任务 →
1. 在 BaseSpider 代码中，表示最大协程数量的属性 $maxCo 默认设为多少？
2. 从 BaseSpider 代码结束的地方续写下去。

阅读文本 →
'''

Files
backend/app/Command/spider/BaseSpider.php
2025-06-18 10:31:43 +08:00

171 lines
4.6 KiB
PHP
Executable File

<?php
namespace App\Command\spider;
use App\Model\AppArticle;
use App\Model\AppSpiderArticle;
use Hyperf\Command\Command;
use Hyperf\Contract\StdoutLoggerInterface;
use Hyperf\Coroutine\Coroutine;
use Hyperf\Di\Annotation\Inject;
use Laminas\Stdlib\ArrayUtils;
use Swoole\Coroutine\Channel;
use Swoole\Timer;
use Symfony\Component\Console\Input\InputInterface;
use Symfony\Component\Console\Input\InputOption;
use Symfony\Component\Console\Output\OutputInterface;
use function Hyperf\Coroutine\co;
class BaseSpider extends Command
{
/**
* 最大协程数量
* @var int
*/
protected int $maxCo = 10;
protected ?\Swoole\Coroutine\Channel $channel = null;
/**
* @var string
*/
protected string $baseUrl = '';
#[Inject]
protected ?StdoutLoggerInterface $logger = null;
protected array $coroutineList = [];
protected const PLATFORM = '';
private bool $isInit = false;
protected int|bool $timer = false;
protected array $commandConfigure = [];
private function init()
{
// 因为最外层还有个父协程, 所以加一
$this->channel = new Channel($this->maxCo + 1);
$this->timer = Timer::tick(1000 * 30, function () use (&$coList) {
// count(\Swoole\Coroutine::getElapsed());
var_dump(count($this->coroutineList));
// var_dump($list);
});
for ($i = 0; $i < $this->maxCo + 1; $i++) {
$this->channel->push(1);
}
}
public function configure()

'''

所给材料 →
'''

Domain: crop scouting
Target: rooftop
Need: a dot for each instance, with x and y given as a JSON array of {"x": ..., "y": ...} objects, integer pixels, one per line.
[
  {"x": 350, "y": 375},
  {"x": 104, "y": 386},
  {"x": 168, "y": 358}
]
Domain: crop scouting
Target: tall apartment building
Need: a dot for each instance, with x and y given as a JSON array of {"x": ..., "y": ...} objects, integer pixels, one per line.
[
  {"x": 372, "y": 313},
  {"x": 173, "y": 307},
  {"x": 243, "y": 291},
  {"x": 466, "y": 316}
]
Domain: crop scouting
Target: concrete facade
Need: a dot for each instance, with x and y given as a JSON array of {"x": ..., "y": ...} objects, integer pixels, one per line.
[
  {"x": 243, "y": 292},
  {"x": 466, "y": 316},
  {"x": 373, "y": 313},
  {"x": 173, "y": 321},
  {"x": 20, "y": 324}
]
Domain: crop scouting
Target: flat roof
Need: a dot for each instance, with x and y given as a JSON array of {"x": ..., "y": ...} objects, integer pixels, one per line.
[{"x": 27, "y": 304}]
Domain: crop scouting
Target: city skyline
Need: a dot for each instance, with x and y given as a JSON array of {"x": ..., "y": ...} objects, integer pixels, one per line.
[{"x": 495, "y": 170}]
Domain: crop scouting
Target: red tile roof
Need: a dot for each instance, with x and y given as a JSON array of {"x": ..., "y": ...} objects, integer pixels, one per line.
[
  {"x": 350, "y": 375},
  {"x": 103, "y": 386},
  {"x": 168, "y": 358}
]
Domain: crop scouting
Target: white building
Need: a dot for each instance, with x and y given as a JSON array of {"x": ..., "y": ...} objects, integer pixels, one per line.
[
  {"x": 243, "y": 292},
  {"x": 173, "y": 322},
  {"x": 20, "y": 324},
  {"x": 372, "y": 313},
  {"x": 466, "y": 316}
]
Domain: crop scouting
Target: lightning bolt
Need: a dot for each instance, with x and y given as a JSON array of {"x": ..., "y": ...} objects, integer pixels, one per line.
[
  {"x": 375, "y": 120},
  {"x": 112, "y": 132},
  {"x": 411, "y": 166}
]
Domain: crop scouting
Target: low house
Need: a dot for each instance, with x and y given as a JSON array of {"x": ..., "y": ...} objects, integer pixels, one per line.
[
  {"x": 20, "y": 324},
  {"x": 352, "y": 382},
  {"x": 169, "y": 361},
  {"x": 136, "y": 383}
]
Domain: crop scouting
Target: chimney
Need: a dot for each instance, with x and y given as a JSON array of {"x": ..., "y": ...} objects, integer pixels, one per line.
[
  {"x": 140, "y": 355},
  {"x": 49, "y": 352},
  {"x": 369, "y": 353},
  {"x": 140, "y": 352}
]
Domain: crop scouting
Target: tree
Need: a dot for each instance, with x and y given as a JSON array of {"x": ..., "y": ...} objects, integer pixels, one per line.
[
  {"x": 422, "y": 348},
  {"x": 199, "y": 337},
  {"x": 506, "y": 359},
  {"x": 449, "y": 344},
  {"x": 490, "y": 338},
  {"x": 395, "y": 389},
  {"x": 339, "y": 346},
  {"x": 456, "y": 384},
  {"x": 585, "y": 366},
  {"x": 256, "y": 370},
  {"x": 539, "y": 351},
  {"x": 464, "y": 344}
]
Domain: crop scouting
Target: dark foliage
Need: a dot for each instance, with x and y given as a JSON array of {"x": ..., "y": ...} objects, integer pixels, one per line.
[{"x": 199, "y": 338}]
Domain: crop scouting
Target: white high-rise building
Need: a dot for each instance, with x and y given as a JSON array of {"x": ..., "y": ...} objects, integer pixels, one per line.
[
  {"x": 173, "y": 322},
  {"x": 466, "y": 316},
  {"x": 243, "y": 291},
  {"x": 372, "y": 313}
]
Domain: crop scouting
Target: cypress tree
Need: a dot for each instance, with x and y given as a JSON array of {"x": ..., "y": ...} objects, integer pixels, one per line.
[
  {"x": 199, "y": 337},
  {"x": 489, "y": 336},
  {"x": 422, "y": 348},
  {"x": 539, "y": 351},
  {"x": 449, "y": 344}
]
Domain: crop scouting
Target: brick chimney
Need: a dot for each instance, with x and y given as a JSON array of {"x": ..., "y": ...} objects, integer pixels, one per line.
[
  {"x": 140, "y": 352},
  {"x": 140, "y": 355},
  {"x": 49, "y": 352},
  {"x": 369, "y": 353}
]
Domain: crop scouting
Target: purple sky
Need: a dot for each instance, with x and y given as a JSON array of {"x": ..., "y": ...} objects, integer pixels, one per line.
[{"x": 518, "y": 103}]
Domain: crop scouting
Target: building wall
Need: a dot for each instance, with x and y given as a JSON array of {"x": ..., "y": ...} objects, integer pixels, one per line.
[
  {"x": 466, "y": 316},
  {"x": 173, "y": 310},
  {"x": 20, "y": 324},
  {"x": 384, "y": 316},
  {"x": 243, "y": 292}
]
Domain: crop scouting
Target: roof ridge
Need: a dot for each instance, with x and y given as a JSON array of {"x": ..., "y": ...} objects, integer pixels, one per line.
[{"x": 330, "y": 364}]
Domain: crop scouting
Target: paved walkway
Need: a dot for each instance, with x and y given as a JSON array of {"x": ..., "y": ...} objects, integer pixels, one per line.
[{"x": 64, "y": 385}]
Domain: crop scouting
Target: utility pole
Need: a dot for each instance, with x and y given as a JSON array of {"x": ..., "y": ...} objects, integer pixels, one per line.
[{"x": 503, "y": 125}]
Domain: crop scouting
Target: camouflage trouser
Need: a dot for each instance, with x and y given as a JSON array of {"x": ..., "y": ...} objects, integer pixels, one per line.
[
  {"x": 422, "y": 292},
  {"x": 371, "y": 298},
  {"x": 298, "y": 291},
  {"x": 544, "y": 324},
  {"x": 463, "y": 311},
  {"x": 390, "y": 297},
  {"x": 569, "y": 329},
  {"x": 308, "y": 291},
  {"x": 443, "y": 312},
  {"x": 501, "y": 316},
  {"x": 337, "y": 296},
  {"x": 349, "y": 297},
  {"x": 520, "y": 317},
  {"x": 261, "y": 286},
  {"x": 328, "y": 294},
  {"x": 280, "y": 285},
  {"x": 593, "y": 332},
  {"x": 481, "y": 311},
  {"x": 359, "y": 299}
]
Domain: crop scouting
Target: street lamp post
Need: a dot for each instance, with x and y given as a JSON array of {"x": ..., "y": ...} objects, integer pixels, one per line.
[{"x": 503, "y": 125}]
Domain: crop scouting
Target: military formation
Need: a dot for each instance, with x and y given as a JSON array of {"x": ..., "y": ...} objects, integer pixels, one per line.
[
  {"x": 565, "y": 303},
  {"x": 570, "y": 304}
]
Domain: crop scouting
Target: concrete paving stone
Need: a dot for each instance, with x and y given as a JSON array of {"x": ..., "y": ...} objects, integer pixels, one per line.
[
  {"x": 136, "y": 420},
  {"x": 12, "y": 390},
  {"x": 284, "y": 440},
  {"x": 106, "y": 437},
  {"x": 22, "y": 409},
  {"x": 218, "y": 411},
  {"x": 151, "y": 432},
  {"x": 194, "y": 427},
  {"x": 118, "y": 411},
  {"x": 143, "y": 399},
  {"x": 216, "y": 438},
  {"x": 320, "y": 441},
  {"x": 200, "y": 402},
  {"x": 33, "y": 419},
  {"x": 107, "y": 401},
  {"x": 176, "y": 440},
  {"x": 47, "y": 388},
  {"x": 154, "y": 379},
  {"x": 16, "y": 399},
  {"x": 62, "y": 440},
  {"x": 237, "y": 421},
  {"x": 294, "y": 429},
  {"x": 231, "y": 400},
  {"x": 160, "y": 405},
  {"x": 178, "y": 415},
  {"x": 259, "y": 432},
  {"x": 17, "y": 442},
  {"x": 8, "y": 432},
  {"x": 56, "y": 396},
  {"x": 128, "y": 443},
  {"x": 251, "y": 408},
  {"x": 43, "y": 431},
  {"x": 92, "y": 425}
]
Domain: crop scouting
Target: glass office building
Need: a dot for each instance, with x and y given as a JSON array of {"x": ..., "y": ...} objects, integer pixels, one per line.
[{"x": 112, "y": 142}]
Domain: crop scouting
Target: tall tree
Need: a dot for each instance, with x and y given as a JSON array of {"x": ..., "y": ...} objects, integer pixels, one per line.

'''

逐项作答 →
1. $maxCo 默认设为 10。

2.
{
parent::configure();
$this->addOption('prod', '', InputOption::VALUE_NEGATABLE, '是否关闭devMode.', false);
}
public static function getPlatform(): string
{
return static::PLATFORM;
}
public function getBaseUrl(): string
{
return rtrim($this->baseUrl, '/');
}
protected function getArticleModel(array $condition)
{
return AppSpiderArticle::query()->where($condition)->first() ?: new AppSpiderArticle();
}
protected function request(string $url): array
{
$ch = curl_init();
curl_setopt_array($ch, array(
CURLOPT_URL => $url,
CURLOPT_RETURNTRANSFER => true,
CURLOPT_ENCODING => '',
CURLOPT_MAXREDIRS => 10,
CURLOPT_TIMEOUT => 15,
CURLOPT_FOLLOWLOCATION => true,
CURLOPT_HTTP_VERSION => CURL_HTTP_VERSION_1_1,
CURLOPT_CUSTOMREQUEST => 'GET',
));
// curl_setopt($ch, CURLOPT_URL, $url);
// curl_setopt($ch, CURLOPT_HEADER, false);
// curl_setopt($ch, CURLOPT_RETURNTRANSFER, 1);
// curl_setopt($ch, CURLOPT_TIMEOUT, 10);
$result = curl_exec($ch);
curl_close($ch);
$httpCode = curl_getinfo($ch,CURLINFO_HTTP_CODE);
return [$result, $httpCode];
}
protected function returnPool()
{
return $this->channel->push(1);
}
protected function getPool(): bool
{
return $this->channel->pop();
}
protected function createCoroutine(\Closure $func): void
{
if ($this->isInit === false) {
$this->isInit = true;
$this->init();
}
$this->getPool();
$cid = co(function () use ($func) {
\Co\defer(function() {
unset($this->coroutineList[Coroutine::id()]);
$this->returnPool();
});
$func();
});
$this->coroutineList[$cid] = 1;
}
protected function debugPrint(array|string $message = '', $level = 0)
{
if ($this->getCommandConfigure('prod') === false) {
$printTime = date('H:i:s');
echo "[spider-debug][$printTime]" . print_r($message, true) . PHP_EOL;
}
}
/**
* 用于单元测试
* @param string $methodName
* @param $args
* @return mixed
*/
public function testMethod(string $methodName, $args = [])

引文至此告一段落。